What you should do: Turn the lines of the entries below into a numbered list, starting at the line that contains "Objective — one point per instance of the coral rubble" and ending at the line that contains "[[82, 87], [379, 51]]", with both of those lines included. Include only those lines, and leave out any blank ones.

+ + +

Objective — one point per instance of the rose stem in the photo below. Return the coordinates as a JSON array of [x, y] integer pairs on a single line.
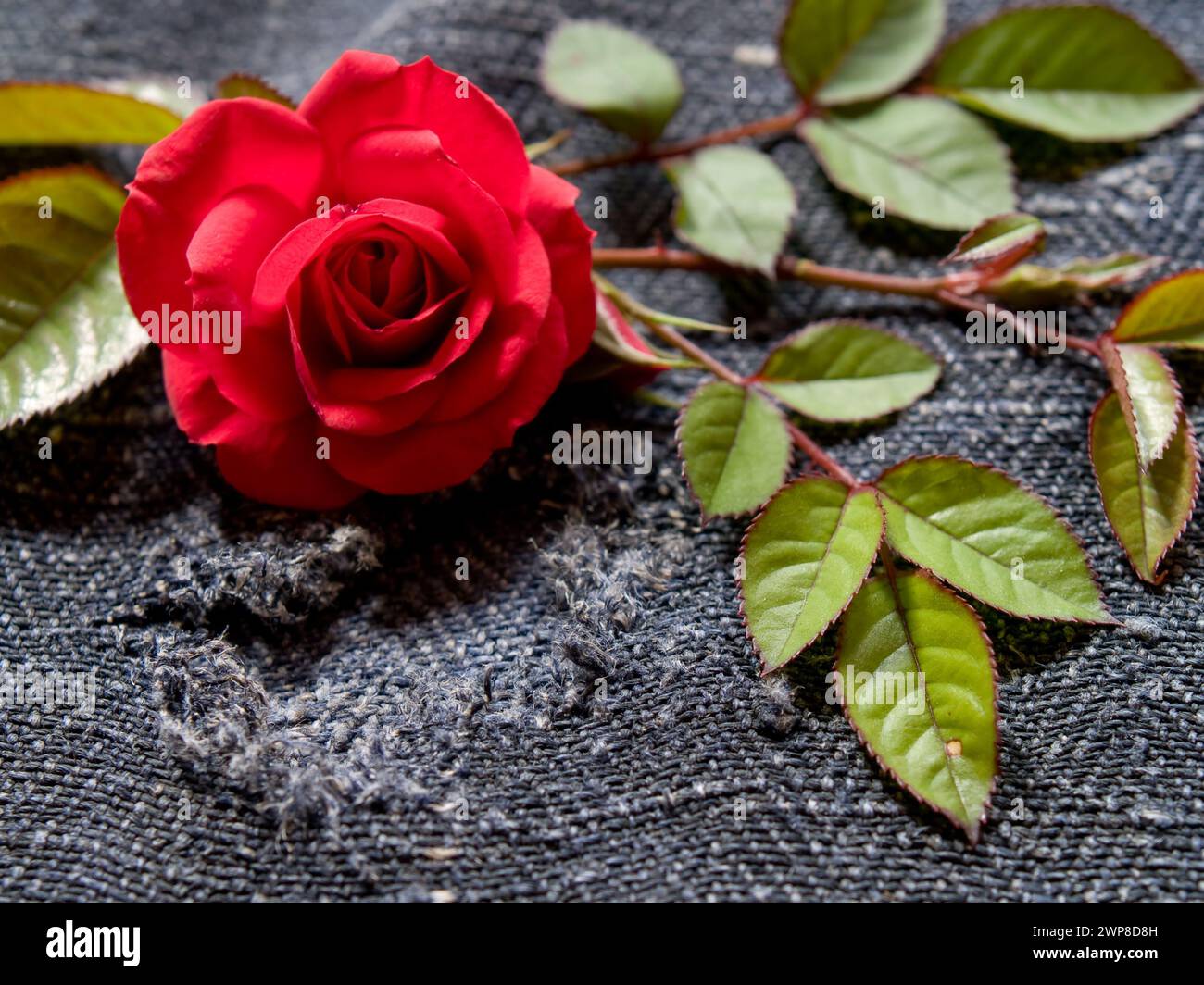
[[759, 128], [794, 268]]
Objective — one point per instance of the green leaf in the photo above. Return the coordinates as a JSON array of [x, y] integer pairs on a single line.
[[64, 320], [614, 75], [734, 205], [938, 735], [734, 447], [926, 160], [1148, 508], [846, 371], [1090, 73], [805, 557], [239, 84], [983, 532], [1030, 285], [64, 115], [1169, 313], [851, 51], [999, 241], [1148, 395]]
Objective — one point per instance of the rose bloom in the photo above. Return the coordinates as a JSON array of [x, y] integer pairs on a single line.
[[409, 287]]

+ + +

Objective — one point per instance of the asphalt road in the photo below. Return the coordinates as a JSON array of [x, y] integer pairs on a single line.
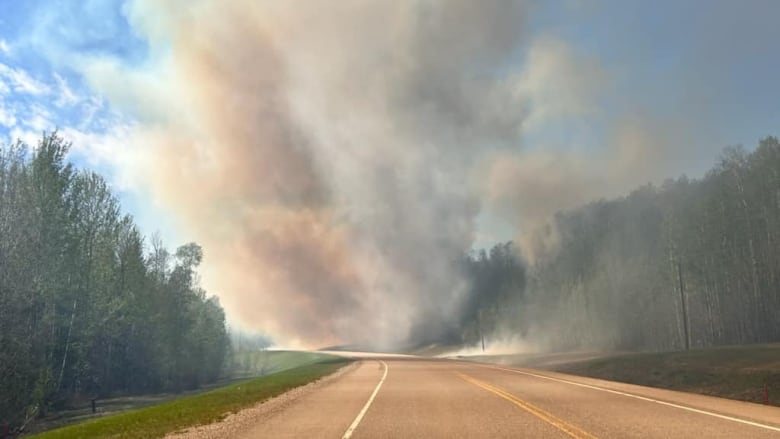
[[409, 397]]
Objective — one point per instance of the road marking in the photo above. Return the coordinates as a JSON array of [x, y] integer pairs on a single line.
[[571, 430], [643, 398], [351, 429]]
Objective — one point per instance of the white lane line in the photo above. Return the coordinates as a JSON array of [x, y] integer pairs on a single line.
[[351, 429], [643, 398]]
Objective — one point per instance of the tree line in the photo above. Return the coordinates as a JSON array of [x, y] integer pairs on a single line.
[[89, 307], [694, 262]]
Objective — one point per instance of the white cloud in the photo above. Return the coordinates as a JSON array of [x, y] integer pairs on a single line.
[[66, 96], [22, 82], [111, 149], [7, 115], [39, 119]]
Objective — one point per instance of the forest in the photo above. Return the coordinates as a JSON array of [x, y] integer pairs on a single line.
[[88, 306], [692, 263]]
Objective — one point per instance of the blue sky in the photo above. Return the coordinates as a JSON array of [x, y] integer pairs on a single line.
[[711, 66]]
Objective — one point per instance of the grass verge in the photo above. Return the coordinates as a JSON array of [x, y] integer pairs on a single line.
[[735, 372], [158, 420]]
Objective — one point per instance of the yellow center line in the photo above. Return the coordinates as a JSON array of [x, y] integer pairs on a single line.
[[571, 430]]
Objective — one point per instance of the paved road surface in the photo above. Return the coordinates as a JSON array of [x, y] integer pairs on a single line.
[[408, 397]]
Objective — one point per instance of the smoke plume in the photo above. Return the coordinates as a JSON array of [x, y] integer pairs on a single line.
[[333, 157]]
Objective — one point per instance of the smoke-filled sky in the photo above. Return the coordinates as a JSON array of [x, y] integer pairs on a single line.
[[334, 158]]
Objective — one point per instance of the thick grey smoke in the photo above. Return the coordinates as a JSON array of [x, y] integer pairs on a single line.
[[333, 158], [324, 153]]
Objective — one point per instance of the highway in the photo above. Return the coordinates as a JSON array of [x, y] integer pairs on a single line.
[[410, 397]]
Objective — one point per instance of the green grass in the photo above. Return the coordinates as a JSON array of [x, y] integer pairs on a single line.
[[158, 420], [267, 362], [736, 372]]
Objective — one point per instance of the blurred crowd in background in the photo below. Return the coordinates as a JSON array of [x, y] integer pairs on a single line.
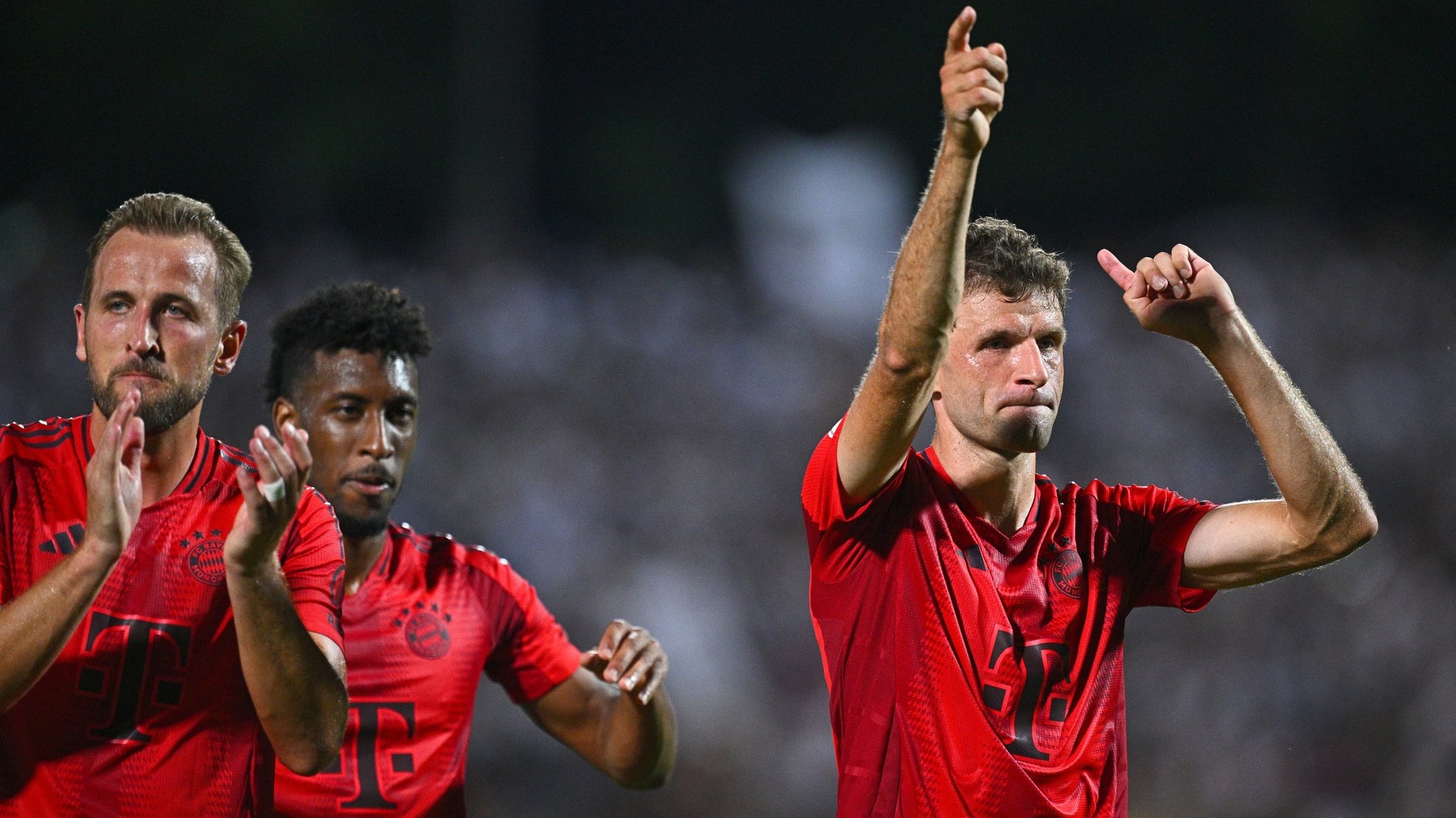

+ + +

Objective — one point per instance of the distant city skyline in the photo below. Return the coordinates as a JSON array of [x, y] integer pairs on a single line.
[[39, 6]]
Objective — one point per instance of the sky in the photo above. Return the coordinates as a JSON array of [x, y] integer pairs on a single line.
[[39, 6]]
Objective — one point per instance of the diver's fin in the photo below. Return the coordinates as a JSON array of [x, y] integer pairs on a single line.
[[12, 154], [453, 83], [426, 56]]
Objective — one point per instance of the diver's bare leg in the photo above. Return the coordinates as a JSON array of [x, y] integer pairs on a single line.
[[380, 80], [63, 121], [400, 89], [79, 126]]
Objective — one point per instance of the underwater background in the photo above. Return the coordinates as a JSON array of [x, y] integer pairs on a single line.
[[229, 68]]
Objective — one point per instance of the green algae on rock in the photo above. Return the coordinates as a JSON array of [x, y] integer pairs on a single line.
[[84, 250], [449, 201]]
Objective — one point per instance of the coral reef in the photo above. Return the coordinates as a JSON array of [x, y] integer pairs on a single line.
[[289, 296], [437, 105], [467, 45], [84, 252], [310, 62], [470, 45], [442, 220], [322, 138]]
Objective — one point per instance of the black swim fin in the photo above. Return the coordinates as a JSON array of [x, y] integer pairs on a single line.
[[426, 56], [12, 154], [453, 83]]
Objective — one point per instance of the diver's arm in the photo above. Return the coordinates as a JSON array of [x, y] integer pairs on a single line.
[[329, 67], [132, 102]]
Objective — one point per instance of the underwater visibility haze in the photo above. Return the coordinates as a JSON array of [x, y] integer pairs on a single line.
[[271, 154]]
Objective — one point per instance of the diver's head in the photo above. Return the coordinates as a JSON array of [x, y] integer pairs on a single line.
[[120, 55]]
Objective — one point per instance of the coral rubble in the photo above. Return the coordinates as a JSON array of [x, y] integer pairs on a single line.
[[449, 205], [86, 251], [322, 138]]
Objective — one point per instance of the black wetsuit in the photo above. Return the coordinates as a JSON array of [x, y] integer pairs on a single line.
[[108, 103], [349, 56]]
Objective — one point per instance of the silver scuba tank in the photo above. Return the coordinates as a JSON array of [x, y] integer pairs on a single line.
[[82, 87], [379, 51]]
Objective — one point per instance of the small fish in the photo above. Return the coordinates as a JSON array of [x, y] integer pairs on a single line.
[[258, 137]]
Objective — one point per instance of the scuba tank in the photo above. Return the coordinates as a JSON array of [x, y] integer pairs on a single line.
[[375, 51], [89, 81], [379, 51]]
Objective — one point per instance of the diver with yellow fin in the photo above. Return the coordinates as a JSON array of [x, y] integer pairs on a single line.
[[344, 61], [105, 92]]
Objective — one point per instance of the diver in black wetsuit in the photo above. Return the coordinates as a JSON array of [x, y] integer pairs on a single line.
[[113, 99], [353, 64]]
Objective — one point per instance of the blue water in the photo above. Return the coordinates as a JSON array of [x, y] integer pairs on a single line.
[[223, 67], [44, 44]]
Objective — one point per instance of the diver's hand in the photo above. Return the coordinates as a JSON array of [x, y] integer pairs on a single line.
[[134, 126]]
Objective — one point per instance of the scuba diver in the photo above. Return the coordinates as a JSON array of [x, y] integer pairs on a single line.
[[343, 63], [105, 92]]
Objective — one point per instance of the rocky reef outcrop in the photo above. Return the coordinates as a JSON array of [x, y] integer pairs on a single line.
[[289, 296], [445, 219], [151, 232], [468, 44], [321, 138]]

+ + +

Exercise solution:
1. Objective — one point per instance of the coral rubble in the photo above. Return the coordinates as a JSON array of [x, y] integer pairs on a single line.
2. [[449, 205], [86, 251], [322, 138]]
3. Objective — one point per instance of the black wetsuit in the photo above. Return the coordinates as a JSON array of [x, y] integer pairs on a single line.
4. [[108, 103], [349, 56]]
5. Objective — one point per instance of the silver scuba tank in the photo above. Return the coordinates as a JSON array of [x, y] integer pairs on a single line.
6. [[82, 87], [379, 51]]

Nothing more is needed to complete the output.